Count the lines in the records below that contain the word "table". Give only the number.

====== GIVEN DATA ======

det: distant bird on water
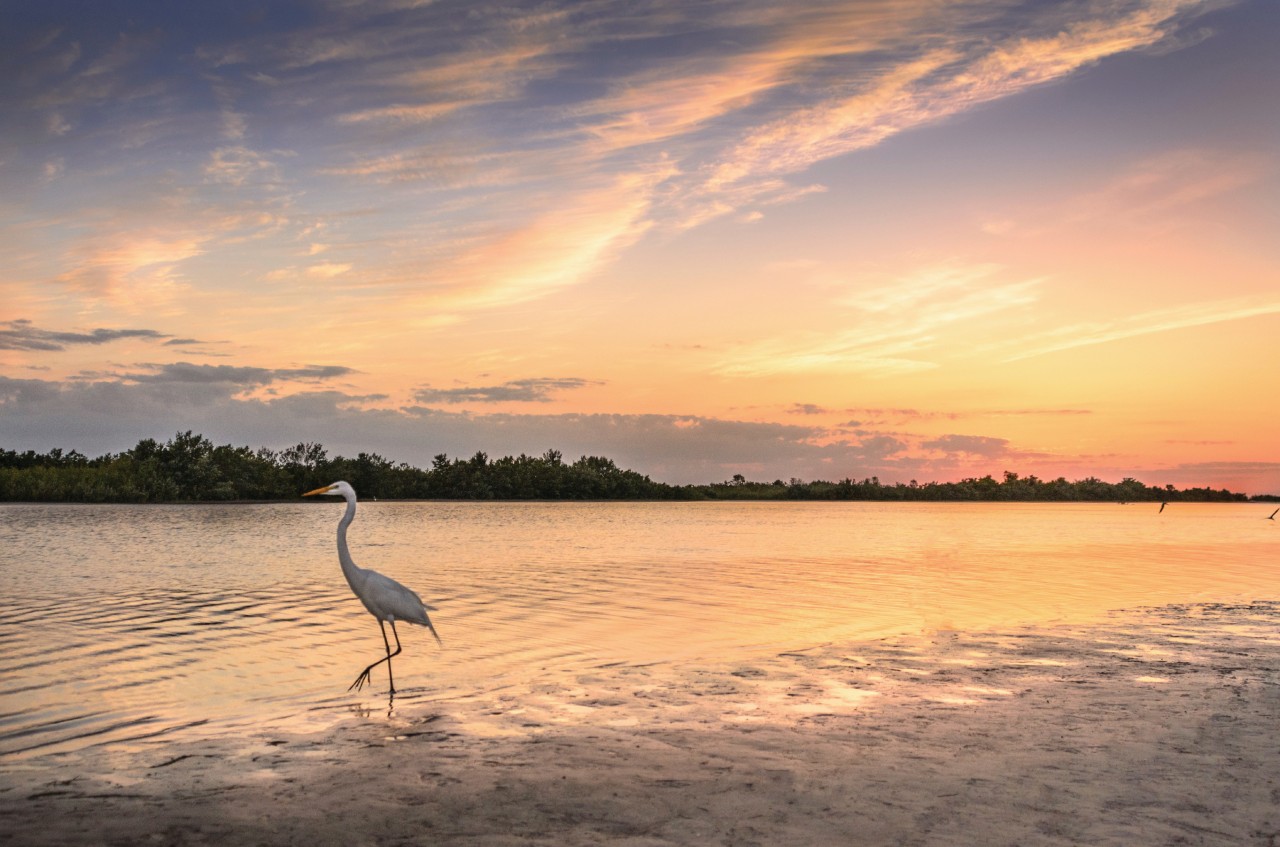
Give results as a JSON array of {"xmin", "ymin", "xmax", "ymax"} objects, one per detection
[{"xmin": 302, "ymin": 482, "xmax": 444, "ymax": 693}]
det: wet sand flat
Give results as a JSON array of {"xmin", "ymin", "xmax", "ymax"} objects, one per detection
[{"xmin": 0, "ymin": 603, "xmax": 1280, "ymax": 846}]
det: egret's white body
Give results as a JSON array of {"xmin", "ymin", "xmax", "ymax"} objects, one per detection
[{"xmin": 302, "ymin": 481, "xmax": 443, "ymax": 693}]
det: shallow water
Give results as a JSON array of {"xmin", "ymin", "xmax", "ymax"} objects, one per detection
[{"xmin": 0, "ymin": 502, "xmax": 1280, "ymax": 768}]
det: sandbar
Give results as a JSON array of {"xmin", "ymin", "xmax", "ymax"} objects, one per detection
[{"xmin": 0, "ymin": 601, "xmax": 1280, "ymax": 847}]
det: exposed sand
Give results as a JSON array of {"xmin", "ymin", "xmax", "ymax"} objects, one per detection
[{"xmin": 0, "ymin": 603, "xmax": 1280, "ymax": 846}]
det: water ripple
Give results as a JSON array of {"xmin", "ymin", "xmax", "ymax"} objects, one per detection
[{"xmin": 0, "ymin": 503, "xmax": 1280, "ymax": 757}]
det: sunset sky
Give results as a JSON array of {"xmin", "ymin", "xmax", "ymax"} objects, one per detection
[{"xmin": 0, "ymin": 0, "xmax": 1280, "ymax": 494}]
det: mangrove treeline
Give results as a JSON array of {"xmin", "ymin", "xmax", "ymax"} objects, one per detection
[{"xmin": 0, "ymin": 431, "xmax": 1272, "ymax": 503}]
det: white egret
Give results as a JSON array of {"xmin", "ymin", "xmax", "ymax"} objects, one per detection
[{"xmin": 302, "ymin": 481, "xmax": 444, "ymax": 693}]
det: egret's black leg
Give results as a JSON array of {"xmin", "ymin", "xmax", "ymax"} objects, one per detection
[
  {"xmin": 347, "ymin": 618, "xmax": 401, "ymax": 693},
  {"xmin": 378, "ymin": 621, "xmax": 399, "ymax": 693}
]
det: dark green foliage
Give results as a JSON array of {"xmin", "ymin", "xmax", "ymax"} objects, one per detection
[{"xmin": 0, "ymin": 431, "xmax": 1267, "ymax": 503}]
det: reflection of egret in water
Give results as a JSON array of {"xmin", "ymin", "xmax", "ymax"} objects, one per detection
[{"xmin": 302, "ymin": 482, "xmax": 442, "ymax": 695}]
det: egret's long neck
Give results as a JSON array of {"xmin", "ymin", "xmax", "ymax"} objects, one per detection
[{"xmin": 338, "ymin": 494, "xmax": 360, "ymax": 587}]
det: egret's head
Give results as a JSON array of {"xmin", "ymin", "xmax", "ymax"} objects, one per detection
[{"xmin": 302, "ymin": 480, "xmax": 356, "ymax": 499}]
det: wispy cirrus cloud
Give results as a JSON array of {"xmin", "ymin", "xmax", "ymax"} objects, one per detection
[
  {"xmin": 113, "ymin": 362, "xmax": 357, "ymax": 386},
  {"xmin": 413, "ymin": 376, "xmax": 600, "ymax": 406},
  {"xmin": 0, "ymin": 319, "xmax": 168, "ymax": 352},
  {"xmin": 713, "ymin": 264, "xmax": 1042, "ymax": 376},
  {"xmin": 995, "ymin": 297, "xmax": 1280, "ymax": 362}
]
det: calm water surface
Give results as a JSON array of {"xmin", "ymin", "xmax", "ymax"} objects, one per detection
[{"xmin": 0, "ymin": 502, "xmax": 1280, "ymax": 768}]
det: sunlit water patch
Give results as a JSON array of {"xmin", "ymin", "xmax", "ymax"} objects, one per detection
[{"xmin": 0, "ymin": 503, "xmax": 1280, "ymax": 763}]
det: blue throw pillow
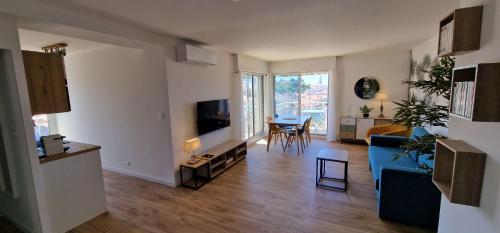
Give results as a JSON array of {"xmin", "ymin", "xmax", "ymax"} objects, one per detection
[
  {"xmin": 410, "ymin": 127, "xmax": 429, "ymax": 139},
  {"xmin": 418, "ymin": 154, "xmax": 434, "ymax": 169}
]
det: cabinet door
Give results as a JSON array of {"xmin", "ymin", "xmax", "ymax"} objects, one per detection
[
  {"xmin": 356, "ymin": 118, "xmax": 374, "ymax": 140},
  {"xmin": 23, "ymin": 51, "xmax": 71, "ymax": 115},
  {"xmin": 375, "ymin": 119, "xmax": 392, "ymax": 125}
]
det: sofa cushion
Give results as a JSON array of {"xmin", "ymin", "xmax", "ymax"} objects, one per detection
[
  {"xmin": 418, "ymin": 154, "xmax": 434, "ymax": 168},
  {"xmin": 410, "ymin": 127, "xmax": 429, "ymax": 139},
  {"xmin": 409, "ymin": 127, "xmax": 429, "ymax": 161},
  {"xmin": 368, "ymin": 146, "xmax": 418, "ymax": 190}
]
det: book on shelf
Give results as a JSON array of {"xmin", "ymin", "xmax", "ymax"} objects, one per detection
[{"xmin": 451, "ymin": 81, "xmax": 474, "ymax": 117}]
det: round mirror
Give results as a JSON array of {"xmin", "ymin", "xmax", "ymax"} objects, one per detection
[{"xmin": 354, "ymin": 77, "xmax": 380, "ymax": 100}]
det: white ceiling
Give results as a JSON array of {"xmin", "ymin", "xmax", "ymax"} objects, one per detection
[
  {"xmin": 36, "ymin": 0, "xmax": 458, "ymax": 61},
  {"xmin": 19, "ymin": 29, "xmax": 112, "ymax": 55}
]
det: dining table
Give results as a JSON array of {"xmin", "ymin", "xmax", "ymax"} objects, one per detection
[{"xmin": 266, "ymin": 115, "xmax": 309, "ymax": 155}]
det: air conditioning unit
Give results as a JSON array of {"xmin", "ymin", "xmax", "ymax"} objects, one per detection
[{"xmin": 175, "ymin": 44, "xmax": 217, "ymax": 66}]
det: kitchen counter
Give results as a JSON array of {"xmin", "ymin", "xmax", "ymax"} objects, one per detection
[
  {"xmin": 40, "ymin": 141, "xmax": 101, "ymax": 164},
  {"xmin": 40, "ymin": 142, "xmax": 107, "ymax": 233}
]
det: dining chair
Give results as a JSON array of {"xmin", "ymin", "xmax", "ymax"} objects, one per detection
[
  {"xmin": 285, "ymin": 118, "xmax": 310, "ymax": 153},
  {"xmin": 304, "ymin": 117, "xmax": 312, "ymax": 146},
  {"xmin": 266, "ymin": 116, "xmax": 287, "ymax": 151}
]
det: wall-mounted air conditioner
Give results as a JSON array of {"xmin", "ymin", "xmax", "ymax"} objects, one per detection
[{"xmin": 175, "ymin": 44, "xmax": 217, "ymax": 66}]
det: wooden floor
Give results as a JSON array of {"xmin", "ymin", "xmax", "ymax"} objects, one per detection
[{"xmin": 71, "ymin": 140, "xmax": 434, "ymax": 233}]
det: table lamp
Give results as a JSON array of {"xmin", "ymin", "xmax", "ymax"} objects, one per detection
[
  {"xmin": 184, "ymin": 138, "xmax": 201, "ymax": 163},
  {"xmin": 375, "ymin": 91, "xmax": 389, "ymax": 117}
]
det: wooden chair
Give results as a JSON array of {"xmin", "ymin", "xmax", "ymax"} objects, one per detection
[
  {"xmin": 285, "ymin": 118, "xmax": 311, "ymax": 153},
  {"xmin": 266, "ymin": 116, "xmax": 288, "ymax": 151},
  {"xmin": 304, "ymin": 117, "xmax": 312, "ymax": 146}
]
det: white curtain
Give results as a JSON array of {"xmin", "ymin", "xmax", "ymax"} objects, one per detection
[
  {"xmin": 231, "ymin": 72, "xmax": 244, "ymax": 140},
  {"xmin": 326, "ymin": 70, "xmax": 338, "ymax": 141}
]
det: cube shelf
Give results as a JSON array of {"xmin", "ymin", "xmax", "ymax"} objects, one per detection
[
  {"xmin": 450, "ymin": 63, "xmax": 500, "ymax": 122},
  {"xmin": 438, "ymin": 6, "xmax": 483, "ymax": 56},
  {"xmin": 432, "ymin": 139, "xmax": 486, "ymax": 206}
]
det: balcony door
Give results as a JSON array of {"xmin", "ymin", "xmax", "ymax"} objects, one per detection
[
  {"xmin": 242, "ymin": 73, "xmax": 264, "ymax": 139},
  {"xmin": 274, "ymin": 72, "xmax": 329, "ymax": 135}
]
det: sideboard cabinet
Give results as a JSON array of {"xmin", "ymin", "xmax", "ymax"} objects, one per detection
[{"xmin": 340, "ymin": 116, "xmax": 392, "ymax": 142}]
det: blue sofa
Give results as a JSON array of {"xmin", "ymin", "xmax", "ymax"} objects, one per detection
[{"xmin": 368, "ymin": 128, "xmax": 441, "ymax": 229}]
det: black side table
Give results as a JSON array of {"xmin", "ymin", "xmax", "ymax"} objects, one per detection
[
  {"xmin": 180, "ymin": 159, "xmax": 210, "ymax": 189},
  {"xmin": 316, "ymin": 149, "xmax": 349, "ymax": 191}
]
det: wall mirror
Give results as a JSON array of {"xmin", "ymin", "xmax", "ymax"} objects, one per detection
[{"xmin": 354, "ymin": 77, "xmax": 380, "ymax": 100}]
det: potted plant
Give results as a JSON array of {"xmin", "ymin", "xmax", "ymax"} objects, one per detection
[
  {"xmin": 359, "ymin": 104, "xmax": 373, "ymax": 117},
  {"xmin": 393, "ymin": 57, "xmax": 455, "ymax": 173}
]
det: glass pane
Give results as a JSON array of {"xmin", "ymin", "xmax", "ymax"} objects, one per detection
[
  {"xmin": 300, "ymin": 73, "xmax": 328, "ymax": 134},
  {"xmin": 253, "ymin": 75, "xmax": 264, "ymax": 135},
  {"xmin": 274, "ymin": 75, "xmax": 304, "ymax": 115},
  {"xmin": 242, "ymin": 75, "xmax": 253, "ymax": 139}
]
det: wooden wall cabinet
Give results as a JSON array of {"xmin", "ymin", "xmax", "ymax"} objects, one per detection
[
  {"xmin": 23, "ymin": 51, "xmax": 71, "ymax": 115},
  {"xmin": 438, "ymin": 6, "xmax": 483, "ymax": 56},
  {"xmin": 450, "ymin": 63, "xmax": 500, "ymax": 122},
  {"xmin": 432, "ymin": 139, "xmax": 486, "ymax": 206}
]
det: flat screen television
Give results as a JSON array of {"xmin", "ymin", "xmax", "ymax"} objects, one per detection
[{"xmin": 196, "ymin": 99, "xmax": 231, "ymax": 135}]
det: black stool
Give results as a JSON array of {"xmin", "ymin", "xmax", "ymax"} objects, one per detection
[{"xmin": 316, "ymin": 149, "xmax": 349, "ymax": 191}]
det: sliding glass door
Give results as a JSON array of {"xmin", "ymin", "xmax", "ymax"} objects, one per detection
[
  {"xmin": 242, "ymin": 74, "xmax": 264, "ymax": 139},
  {"xmin": 274, "ymin": 72, "xmax": 328, "ymax": 134}
]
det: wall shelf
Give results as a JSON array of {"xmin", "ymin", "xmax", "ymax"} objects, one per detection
[
  {"xmin": 432, "ymin": 139, "xmax": 486, "ymax": 206},
  {"xmin": 450, "ymin": 63, "xmax": 500, "ymax": 122},
  {"xmin": 438, "ymin": 6, "xmax": 483, "ymax": 56}
]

======

- [CORRECT OUTPUT]:
3